Instructions for the task:
Copy every line of the items below without any changes.

Data shown:
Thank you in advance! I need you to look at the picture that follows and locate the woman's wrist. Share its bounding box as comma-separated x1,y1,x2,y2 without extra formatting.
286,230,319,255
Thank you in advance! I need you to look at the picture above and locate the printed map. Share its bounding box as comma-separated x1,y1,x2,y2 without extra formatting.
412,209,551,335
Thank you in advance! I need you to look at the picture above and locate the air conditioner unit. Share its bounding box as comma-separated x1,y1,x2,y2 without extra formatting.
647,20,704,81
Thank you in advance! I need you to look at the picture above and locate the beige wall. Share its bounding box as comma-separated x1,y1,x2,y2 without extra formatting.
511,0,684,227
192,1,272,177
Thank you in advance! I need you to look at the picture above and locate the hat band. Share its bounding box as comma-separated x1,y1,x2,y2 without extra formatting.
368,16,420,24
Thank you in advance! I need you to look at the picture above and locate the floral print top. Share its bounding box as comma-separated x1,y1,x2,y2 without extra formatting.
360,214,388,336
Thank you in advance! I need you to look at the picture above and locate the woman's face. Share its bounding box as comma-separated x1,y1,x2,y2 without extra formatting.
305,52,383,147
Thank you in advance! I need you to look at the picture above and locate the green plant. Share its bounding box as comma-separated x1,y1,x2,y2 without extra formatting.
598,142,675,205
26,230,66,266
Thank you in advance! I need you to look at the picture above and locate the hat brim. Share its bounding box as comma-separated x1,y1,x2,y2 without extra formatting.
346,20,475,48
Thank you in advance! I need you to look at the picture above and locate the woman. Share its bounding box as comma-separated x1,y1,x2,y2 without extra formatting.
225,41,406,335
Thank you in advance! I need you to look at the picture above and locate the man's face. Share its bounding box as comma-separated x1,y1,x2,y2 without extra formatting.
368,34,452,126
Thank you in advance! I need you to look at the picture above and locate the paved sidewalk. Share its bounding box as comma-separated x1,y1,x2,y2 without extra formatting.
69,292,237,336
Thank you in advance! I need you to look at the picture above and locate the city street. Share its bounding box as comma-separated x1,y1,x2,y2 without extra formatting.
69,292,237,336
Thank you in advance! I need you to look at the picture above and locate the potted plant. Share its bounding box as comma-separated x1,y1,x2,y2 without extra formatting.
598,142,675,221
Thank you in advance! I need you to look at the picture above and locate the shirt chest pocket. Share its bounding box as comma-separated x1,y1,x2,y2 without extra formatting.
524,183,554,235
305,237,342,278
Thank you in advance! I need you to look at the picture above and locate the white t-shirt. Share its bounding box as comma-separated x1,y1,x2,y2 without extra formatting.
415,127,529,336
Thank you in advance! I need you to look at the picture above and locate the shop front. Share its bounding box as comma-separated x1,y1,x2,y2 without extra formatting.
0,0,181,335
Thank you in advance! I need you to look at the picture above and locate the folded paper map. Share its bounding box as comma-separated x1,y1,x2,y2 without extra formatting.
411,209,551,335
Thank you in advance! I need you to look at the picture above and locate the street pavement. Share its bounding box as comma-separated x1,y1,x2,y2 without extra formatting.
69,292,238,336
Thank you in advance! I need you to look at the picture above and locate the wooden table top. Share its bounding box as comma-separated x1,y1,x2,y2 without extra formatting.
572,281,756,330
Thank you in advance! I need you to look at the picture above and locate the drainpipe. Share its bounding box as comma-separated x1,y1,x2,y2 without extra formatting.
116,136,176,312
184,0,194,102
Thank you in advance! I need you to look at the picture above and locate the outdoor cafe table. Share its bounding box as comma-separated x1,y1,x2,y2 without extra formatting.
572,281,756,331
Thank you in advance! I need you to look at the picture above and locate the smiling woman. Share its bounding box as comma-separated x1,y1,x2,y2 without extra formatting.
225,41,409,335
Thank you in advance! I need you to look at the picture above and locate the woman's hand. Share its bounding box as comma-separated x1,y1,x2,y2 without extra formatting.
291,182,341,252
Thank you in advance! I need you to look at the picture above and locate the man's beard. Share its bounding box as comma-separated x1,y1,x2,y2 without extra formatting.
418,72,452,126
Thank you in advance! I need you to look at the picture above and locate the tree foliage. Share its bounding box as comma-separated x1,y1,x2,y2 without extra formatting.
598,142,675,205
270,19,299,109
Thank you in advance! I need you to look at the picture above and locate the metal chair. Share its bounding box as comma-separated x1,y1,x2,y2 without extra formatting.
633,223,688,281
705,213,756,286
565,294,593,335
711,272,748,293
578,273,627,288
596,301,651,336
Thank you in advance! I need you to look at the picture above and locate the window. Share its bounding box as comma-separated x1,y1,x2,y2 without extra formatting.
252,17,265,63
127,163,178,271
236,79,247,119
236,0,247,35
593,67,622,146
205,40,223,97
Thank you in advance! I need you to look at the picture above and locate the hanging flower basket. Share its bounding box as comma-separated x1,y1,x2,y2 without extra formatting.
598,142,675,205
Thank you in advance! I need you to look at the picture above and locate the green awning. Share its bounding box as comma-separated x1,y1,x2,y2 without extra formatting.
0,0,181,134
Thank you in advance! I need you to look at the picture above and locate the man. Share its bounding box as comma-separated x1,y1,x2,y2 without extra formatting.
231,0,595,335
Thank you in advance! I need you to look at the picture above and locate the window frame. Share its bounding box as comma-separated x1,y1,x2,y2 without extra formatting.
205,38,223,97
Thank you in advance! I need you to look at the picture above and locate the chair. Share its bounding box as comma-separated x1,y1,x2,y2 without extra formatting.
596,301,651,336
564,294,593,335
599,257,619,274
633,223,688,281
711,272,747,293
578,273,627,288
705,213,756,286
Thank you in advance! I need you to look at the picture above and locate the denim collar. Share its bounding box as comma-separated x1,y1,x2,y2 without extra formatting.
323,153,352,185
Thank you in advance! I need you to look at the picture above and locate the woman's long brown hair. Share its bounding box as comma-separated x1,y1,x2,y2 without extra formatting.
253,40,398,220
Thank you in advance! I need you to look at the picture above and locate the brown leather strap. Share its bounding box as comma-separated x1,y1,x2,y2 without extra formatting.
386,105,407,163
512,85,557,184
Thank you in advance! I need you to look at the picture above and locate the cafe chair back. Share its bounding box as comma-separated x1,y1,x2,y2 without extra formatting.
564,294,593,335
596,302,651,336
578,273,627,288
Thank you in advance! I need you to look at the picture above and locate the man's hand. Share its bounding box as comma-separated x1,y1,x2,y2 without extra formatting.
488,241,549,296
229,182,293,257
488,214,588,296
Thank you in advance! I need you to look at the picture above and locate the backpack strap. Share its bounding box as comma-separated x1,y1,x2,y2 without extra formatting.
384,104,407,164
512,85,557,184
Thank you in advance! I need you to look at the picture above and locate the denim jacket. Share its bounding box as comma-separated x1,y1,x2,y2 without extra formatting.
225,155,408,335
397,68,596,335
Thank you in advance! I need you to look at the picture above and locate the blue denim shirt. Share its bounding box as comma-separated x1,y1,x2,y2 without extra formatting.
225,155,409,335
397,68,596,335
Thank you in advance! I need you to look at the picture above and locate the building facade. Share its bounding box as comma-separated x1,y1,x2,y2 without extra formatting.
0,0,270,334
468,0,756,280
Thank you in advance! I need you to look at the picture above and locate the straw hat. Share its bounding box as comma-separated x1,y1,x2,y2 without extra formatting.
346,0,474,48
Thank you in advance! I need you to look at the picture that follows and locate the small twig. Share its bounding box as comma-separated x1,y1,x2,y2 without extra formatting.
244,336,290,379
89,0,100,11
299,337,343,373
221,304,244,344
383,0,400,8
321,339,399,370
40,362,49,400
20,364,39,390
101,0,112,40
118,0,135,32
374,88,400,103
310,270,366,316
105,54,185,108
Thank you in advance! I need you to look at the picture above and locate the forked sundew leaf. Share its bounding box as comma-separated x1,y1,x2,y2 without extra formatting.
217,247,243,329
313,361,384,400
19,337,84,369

Solution below:
Thank you in advance! I need you to look at the picture that follows and locate the woman's wrist. Share its bounding box as comma-separated x1,y1,x2,y2 without extra formatting.
286,230,319,255
Thank you in advance! I need you to look at the picture above and locate the printed map. Share its bounding box as comma-separated x1,y1,x2,y2 without extra formatting.
412,209,551,335
Thank you in advance! I need you to look at the picture above and locate the air conditioner unit. Share its bounding box as comma-separated x1,y1,x2,y2 without extra formatting.
647,20,704,81
Thank you in advance! I need you to look at the picture above and locate the beige wall. Share its bounding box as comma-separated x1,y1,x2,y2 without extra formatting.
511,0,684,227
192,1,272,177
Thank you in advance! I need you to look at the picture above and locate the hat band. Share its bounding box as comma-separated x1,y1,x2,y2 without extra formatting.
368,16,420,24
Thank you in advance! I need you to look at the picture above and locate the floral print top. Share its bounding box as comma-separated x1,y1,x2,y2 without extra formatting.
360,214,388,336
Thank you in advance! I need you to look at the picture above and locate the woman's face. Share its bounding box as comma-separated x1,y1,x2,y2 without extra formatting.
305,52,383,147
Thank you in advance! I need you to look at the picture above and locate the green plant. Share its bounding box as comma-separated x1,y1,x2,y2 without extra formatting.
598,142,675,205
26,230,66,266
Thank you in advance! I need you to look at the picture above and locate the hat brim. Share its bounding box as comma-separated x1,y1,x2,y2 without extra formatting.
346,20,475,48
Thank you in advance! I need you to look at the picture above and locate the woman. Share its bounding box as comma-separated x1,y1,x2,y2 without extra formatting.
225,41,406,335
Thank you in advance! I need you to look at the picture above and locate the man's face. Share its bounding box as comma-separated x1,y1,x2,y2 without extra formatting.
368,34,452,126
Thank you in advance! I need you to look at the picture above and locate the paved sidewalk. Share its bounding box as comma-separated x1,y1,x2,y2 without extra formatting.
69,292,237,336
Thank you in advance! I need you to look at the picture above and locate the city street. Share its bounding box as comma-separated x1,y1,x2,y2 without extra formatting.
69,292,237,336
Thank you in advance! I need you to look at the picture above and locate the potted plant. Share its bounding box as comma-separated x1,y1,x2,y2 without extra formatting.
598,142,675,221
Thank you in advance! I need you to look at the picture above and locate the shirt chest pocket. Share its bounding box as comma-separated x1,y1,x2,y2 without extra formatting.
524,183,554,235
305,237,342,278
Thank you in advance! I need you to look at the picture above and locate the white t-shirt. Share its bounding box as comma-separated x1,y1,x2,y2 without extra formatting.
415,127,529,336
Thank you in advance! I need you to look at the picture above and locate the shop front. Share its bounding box as comma-separated x1,y1,x2,y2 without extra formatting.
0,0,181,335
Thank you in advance! I need you to look at the picture above and locate the folded paper map. Share its bounding box as comma-separated x1,y1,x2,y2 without extra formatting.
411,209,551,335
Thank you in advance! I need you to look at the picture above and locate the street pavement. Share its bounding box as comma-separated x1,y1,x2,y2 without extra formatting.
69,292,238,336
Thank you in advance! I need you to look at the picture above and locate the wooden table top. Share its bounding box as comma-separated x1,y1,x2,y2 without extra formatting.
572,281,756,330
Thank you in advance! I need you to look at the picture above and locate the drainpipe. Share its bounding box as comma-separated x1,y1,x2,y2 without extra formatting.
116,136,176,312
184,0,194,102
Thank you in advance! I need you to look at the picture above and locate the outdoor cafe table. Share its bounding box as comma-separated x1,y1,x2,y2 without extra formatting.
572,281,756,331
Thank you in advance! I need you to look at the picture above and locate the smiling woman. Share its bounding box as comma-separated x1,y1,x2,y2 without extra formatting.
225,41,409,335
Thank you in advance! I need you to look at the picture above and locate the woman's hand. Share its bounding box as comma-separated x1,y1,x2,y2 without extra formatting.
291,182,341,252
Thank you in advance! I need you to look at the picture above and locate the man's beard. Share its bounding box as comma-separated x1,y1,x2,y2 without extra formatting.
418,72,452,126
Thank you in advance! I need you to look at the picture above and locate the tree foliage. Share its bounding box as comma-separated x1,y1,x2,y2 without extra formatting.
598,142,675,205
270,19,299,109
Thank you in advance! I need you to look at the picture above and locate the metal chair. Share its bounding box as comma-separated x1,y1,x2,y2 without extra formatting.
633,223,688,281
705,213,756,286
565,294,593,335
711,272,748,293
578,273,627,288
596,301,651,336
Thank you in advance! I need you to look at the picture above and locate the window. Share its bounding box as comma-separated x1,y1,x2,y2 without extra formatting.
252,17,265,63
127,163,178,271
236,79,247,119
236,0,247,35
593,67,622,146
205,40,223,97
Thank you in advance! I need you to look at the picture above and locate the hanging flower basket. Share its bounding box as comma-separated x1,y1,x2,y2 without extra formatting.
598,142,675,205
Thank you in advance! I need you to look at the picture above and locate the green awning. Share its bounding box as comma-separated x1,y1,x2,y2 without extra formatting.
0,0,181,134
Thank you in advance! I need you to look at the picture above and locate the man. Share its bounding box as comma-separated x1,y1,x2,y2 without extra formatting.
231,0,595,335
Thank you in advance! I need you to look at the picture above and locate the window frame. Share its bounding box as comma-separated x1,y1,x2,y2 without extra formatting.
205,38,223,97
Thank you in advance! I need you to look at the picture above and locate the chair. Share its bounding box as comma-separated x1,y1,x2,y2 without extra formatting.
596,301,651,336
564,294,593,335
599,257,619,274
633,223,688,281
711,272,747,293
578,273,627,288
705,213,756,286
Thank you in advance! I need you to look at the picture above and locate the denim collar. Share its bounding box as comma-separated x1,y1,x2,y2 without extra formatting.
323,153,352,185
Thank you in advance! I need you to look at the picture above and locate the woman's long brown hair. Share its bounding box as comma-separated x1,y1,x2,y2 without extra formatting.
253,40,398,220
Thank you in advance! I need you to look at the picture above and locate the brown leather strap. Share its bounding box as comma-separated x1,y1,x2,y2 without extra formatting.
386,105,407,163
512,85,557,184
Thank you in advance! I need you to look at the picture above and locate the cafe chair back. Share its bounding box as comma-separated x1,y1,x2,y2 without extra formatting.
564,294,593,335
596,302,651,336
578,273,627,288
Thank you in advance! I need you to look at the picture above and locate the man's hand. Share its bounding box as comma-separated x1,y1,x2,y2 without extra formatting.
488,241,549,296
229,182,293,257
488,214,588,296
Thank you in advance! I need you to look at the picture above and locate the backpack strap. Share its bounding box as comma-separated x1,y1,x2,y2 without extra formatting.
384,104,407,164
512,85,557,184
Thank you in advance! I need you to look at the picture above and locate the denim jacket. Share its bounding box as comma-separated x1,y1,x2,y2 without extra formatting.
225,155,408,335
397,68,596,335
Thank you in advance! I need you to look at the picture above and locate the blue denim shirt. Share its bounding box as comma-separated x1,y1,x2,y2 without extra formatting.
225,155,409,335
397,68,596,335
Thank you in advance! I need you to look at the picture above and locate the building facade. Share its bounding box as comma-separated x1,y1,x2,y2 without extra formatting.
0,0,270,334
468,0,756,280
Thank you in advance! I need you to look at the picture above and locate the straw hat. Share its bounding box as comma-separated x1,y1,x2,y2 without extra formatting.
346,0,474,48
Thank you in advance! I need you to look at the picture that follows and locate the small twig. Share its bounding box as comma-separated x1,y1,x2,y2 without extra formatting.
244,336,290,379
89,0,100,11
299,337,343,373
221,304,244,344
383,0,400,8
321,339,399,370
40,362,49,400
20,364,39,390
101,0,112,40
118,0,135,32
374,88,400,103
310,270,366,316
105,54,185,108
Thank you in advance! I need you to look at the picture above and locate the forked sundew leaf. Share its bounding box as comma-separated x1,y1,x2,y2 without extra formatting.
217,247,243,329
313,361,384,400
19,337,84,369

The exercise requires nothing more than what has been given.